• [EXERCISE DIRECTIONS] Write out the listing below without alteration, omitting its pictures.

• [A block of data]
<<<<

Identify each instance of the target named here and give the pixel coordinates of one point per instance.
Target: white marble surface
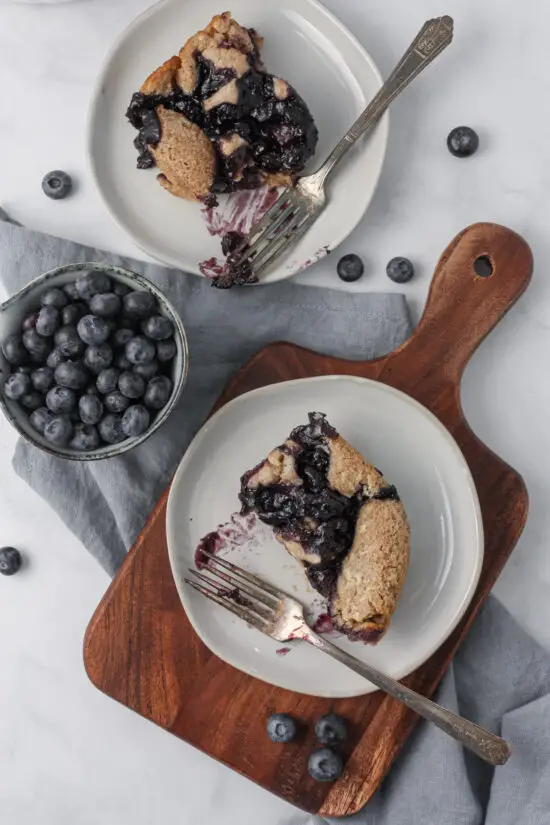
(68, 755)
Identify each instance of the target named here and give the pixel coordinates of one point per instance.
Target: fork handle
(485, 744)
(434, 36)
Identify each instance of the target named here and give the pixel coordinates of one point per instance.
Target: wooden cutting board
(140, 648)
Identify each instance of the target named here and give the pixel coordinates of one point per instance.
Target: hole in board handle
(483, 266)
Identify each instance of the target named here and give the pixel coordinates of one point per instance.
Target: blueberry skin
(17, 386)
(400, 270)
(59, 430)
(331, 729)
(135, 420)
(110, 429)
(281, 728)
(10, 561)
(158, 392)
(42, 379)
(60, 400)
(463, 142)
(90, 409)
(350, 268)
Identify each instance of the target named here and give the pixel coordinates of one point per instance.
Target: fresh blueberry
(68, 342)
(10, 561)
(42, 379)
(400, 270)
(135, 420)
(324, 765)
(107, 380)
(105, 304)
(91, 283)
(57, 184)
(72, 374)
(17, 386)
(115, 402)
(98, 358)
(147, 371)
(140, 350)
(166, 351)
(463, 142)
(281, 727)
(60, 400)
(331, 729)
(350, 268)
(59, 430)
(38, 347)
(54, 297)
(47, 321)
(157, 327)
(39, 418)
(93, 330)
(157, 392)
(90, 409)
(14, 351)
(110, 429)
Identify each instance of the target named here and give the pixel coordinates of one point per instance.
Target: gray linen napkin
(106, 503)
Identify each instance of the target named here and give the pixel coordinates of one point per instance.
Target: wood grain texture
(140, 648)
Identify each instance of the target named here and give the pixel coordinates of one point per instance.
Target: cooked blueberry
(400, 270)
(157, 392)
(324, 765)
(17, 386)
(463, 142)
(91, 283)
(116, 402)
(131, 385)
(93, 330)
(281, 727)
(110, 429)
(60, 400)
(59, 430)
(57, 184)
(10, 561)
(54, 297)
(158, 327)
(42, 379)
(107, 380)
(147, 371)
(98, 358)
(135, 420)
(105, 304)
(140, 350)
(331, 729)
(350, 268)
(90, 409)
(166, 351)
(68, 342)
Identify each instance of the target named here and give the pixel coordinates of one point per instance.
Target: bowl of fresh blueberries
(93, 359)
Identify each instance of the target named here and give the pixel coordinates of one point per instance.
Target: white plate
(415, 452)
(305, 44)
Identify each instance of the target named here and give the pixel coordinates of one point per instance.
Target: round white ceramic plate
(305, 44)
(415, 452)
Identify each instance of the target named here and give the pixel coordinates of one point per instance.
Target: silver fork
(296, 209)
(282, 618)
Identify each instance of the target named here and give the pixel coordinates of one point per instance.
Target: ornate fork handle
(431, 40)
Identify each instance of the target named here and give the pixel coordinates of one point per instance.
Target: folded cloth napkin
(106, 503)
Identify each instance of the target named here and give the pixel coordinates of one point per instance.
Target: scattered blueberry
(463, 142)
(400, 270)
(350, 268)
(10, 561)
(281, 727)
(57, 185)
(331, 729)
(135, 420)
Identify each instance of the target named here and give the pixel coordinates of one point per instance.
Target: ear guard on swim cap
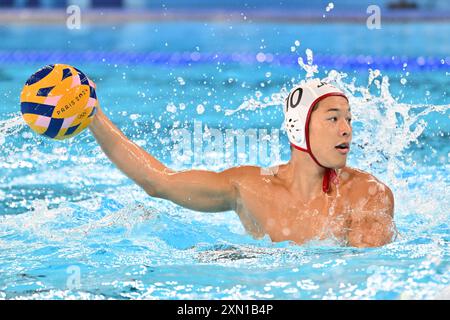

>>>>

• [EXERCISE SOLUTION]
Identify each instance of the target named here and give the pixel coordinates of one point per instance.
Target: white marble surface
(68, 755)
Identify each instance of the target named here and give the pixel coordinates of one point per instance.
Target: fork handle
(485, 744)
(434, 36)
Identify each instance of the target named here and give the pixel coordinates of one point per instance.
Target: wooden cutting board
(140, 648)
Identify each instance of the target named here and give the pixel coordinates of one point per instance.
Target: hole in board handle
(483, 266)
Identify each instance of the target named here and give the pixel coordinates of one point per instance.
Target: blueberry skin
(17, 386)
(400, 270)
(59, 430)
(331, 729)
(135, 420)
(110, 429)
(281, 728)
(10, 561)
(158, 392)
(42, 379)
(60, 400)
(463, 142)
(90, 409)
(350, 268)
Identify each instance of the target named here and give the pixel coordinates of one point per instance.
Target: fresh blueberry
(68, 342)
(10, 561)
(42, 379)
(400, 270)
(135, 420)
(324, 765)
(107, 380)
(105, 304)
(91, 283)
(57, 184)
(72, 374)
(17, 386)
(115, 402)
(98, 358)
(147, 371)
(140, 350)
(166, 351)
(463, 142)
(281, 727)
(60, 400)
(331, 729)
(350, 268)
(59, 430)
(38, 347)
(54, 297)
(47, 321)
(157, 327)
(39, 418)
(93, 330)
(157, 392)
(90, 409)
(14, 351)
(110, 429)
Identify each instance of the target named here and give the pixel coordinates of one point per instance.
Target: gray linen napkin
(106, 503)
Identify each instance of the target named here and give the pixel coordinates of one point per instance.
Target: wood grain texture
(140, 648)
Identify each instance of the target named here and give the pixel coordinates of one point per instance.
Target: cooked blueberry
(400, 270)
(157, 392)
(324, 765)
(17, 386)
(463, 142)
(91, 283)
(116, 402)
(131, 385)
(93, 330)
(281, 727)
(110, 429)
(60, 400)
(59, 430)
(57, 184)
(10, 561)
(54, 297)
(158, 327)
(42, 379)
(107, 380)
(147, 371)
(98, 358)
(135, 420)
(105, 304)
(140, 350)
(331, 729)
(350, 268)
(90, 409)
(166, 351)
(68, 342)
Identify each instance of the target named here and give the pixel coordinates of one point per instance.
Target: bowl of fresh blueberries
(93, 359)
Identify each instance of the target named here and give the pixel coordinates of one point per instance.
Target: white plate
(415, 452)
(305, 44)
Identify each instance of the target named here and give the pixel coordinates of one point per instance.
Target: round white ceramic plate
(305, 44)
(415, 452)
Identify each instance of the target named here and give the pixel coordinates of one point per instance.
Target: silver fork
(296, 209)
(282, 618)
Identify each instance of the target named here and give the pixel coordinates of one point per instance.
Target: ornate fork handle
(431, 40)
Identify each instance of the target named here and give the pixel coordinates of one point per instance.
Target: folded cloth napkin
(106, 503)
Identify each instance of the target named here and give the pixel coordinates of one point per instance.
Target: scattered blueberry
(463, 142)
(400, 270)
(350, 268)
(10, 561)
(281, 727)
(57, 185)
(331, 729)
(135, 420)
Identify each instance of the target named here and give the pixel coordinates of one point per instance.
Target: ear guard on swim cap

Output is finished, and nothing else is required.